→ **Written instruction**
Rewrite the rows below, starting with the row that contains "Note: for every instance of the white cloud" and going on through the row that contains "188], [808, 6]]", with "white cloud" replaced by "cumulus cloud" and everything else left unchanged.
Begin
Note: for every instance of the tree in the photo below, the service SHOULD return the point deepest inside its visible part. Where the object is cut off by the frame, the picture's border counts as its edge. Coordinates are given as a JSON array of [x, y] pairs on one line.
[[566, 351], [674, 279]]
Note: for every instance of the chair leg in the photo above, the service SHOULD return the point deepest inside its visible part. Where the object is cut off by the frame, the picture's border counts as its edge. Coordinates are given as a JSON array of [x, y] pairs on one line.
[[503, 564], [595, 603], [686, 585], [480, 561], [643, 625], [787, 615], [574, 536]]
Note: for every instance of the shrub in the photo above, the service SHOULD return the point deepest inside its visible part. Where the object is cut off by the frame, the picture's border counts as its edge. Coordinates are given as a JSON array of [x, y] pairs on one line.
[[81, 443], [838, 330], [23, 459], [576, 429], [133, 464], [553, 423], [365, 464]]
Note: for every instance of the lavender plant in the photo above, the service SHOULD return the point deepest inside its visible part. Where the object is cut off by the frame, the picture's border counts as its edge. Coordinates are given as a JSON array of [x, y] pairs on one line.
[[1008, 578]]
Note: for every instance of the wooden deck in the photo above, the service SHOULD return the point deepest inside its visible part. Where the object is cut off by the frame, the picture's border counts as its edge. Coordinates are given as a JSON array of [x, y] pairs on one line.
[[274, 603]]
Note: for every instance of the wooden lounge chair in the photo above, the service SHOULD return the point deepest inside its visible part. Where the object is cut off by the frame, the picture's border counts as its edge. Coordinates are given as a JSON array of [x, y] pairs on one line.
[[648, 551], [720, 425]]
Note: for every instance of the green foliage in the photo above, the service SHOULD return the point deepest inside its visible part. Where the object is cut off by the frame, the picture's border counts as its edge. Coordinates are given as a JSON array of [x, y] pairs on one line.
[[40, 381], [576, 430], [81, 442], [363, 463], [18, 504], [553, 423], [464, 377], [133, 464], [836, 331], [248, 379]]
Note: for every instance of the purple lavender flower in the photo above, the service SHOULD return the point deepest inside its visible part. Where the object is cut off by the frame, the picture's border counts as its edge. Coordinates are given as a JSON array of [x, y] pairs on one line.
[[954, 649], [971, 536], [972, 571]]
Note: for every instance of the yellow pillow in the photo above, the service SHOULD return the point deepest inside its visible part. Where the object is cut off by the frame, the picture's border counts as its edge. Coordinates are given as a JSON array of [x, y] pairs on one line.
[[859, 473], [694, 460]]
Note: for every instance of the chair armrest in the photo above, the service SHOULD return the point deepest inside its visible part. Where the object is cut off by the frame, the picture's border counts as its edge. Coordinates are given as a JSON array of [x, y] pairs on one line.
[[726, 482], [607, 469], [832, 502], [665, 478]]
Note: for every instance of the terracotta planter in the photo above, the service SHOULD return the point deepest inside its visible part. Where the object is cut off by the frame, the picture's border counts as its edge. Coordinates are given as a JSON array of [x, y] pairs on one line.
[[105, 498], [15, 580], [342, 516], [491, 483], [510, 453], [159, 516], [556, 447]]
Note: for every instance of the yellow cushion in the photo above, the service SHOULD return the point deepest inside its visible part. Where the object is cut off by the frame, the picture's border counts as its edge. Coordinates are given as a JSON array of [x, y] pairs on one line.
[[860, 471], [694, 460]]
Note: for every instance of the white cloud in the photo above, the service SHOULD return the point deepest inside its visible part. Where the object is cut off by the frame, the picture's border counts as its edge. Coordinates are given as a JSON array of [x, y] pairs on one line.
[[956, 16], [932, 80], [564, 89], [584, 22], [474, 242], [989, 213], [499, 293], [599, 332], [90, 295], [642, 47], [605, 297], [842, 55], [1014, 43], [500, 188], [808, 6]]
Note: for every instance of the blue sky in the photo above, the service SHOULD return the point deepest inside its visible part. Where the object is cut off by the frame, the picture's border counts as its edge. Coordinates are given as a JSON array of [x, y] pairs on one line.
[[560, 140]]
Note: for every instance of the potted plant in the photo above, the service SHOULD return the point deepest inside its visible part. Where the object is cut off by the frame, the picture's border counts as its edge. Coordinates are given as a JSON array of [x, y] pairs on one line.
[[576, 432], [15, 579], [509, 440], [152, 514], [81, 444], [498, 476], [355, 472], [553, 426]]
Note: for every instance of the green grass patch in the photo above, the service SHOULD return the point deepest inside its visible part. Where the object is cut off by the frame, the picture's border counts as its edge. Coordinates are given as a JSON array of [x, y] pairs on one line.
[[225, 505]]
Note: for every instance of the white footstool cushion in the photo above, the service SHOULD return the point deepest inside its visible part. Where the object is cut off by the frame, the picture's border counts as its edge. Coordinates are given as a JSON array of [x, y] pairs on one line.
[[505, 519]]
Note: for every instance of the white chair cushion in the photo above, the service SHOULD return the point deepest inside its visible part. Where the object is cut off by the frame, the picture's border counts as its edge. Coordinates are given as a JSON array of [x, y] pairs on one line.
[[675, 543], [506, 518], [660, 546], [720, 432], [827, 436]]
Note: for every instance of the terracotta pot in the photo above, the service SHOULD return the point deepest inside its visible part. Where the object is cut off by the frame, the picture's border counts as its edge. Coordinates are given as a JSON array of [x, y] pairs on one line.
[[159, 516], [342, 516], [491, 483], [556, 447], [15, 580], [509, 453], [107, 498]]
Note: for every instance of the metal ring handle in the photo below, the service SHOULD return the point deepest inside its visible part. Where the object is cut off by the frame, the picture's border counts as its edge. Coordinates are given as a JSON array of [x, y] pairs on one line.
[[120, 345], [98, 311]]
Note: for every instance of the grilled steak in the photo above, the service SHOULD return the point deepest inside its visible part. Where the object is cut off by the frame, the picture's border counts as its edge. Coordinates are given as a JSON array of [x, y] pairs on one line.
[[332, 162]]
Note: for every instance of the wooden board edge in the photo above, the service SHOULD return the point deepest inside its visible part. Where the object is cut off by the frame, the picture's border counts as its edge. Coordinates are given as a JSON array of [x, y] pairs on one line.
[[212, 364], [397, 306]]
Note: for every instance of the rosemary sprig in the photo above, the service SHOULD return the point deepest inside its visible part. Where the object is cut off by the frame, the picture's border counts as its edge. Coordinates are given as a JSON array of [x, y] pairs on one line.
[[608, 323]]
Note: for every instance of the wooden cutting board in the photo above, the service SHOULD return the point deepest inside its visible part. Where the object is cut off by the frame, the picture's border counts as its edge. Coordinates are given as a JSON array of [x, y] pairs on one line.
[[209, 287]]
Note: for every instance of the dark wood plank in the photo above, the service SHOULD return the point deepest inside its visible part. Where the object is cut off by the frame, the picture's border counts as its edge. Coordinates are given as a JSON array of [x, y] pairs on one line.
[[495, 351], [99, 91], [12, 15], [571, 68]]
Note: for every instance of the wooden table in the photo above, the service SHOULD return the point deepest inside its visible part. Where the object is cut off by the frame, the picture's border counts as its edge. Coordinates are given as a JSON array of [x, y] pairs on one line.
End
→ **Exercise answer**
Note: for every instance of the cumulus cloud in the photo above, the service SHOULD return the point deepest inside its visible part. Where the object is cut off by the frame, the picture's border counts as its edge. Coordinates are given as a JSON array of [x, y] pairs on one line.
[[956, 16], [932, 80], [564, 89], [584, 22], [474, 242], [989, 213], [499, 293], [599, 332], [90, 295], [642, 47], [605, 297], [842, 55], [1014, 43], [500, 188], [808, 6]]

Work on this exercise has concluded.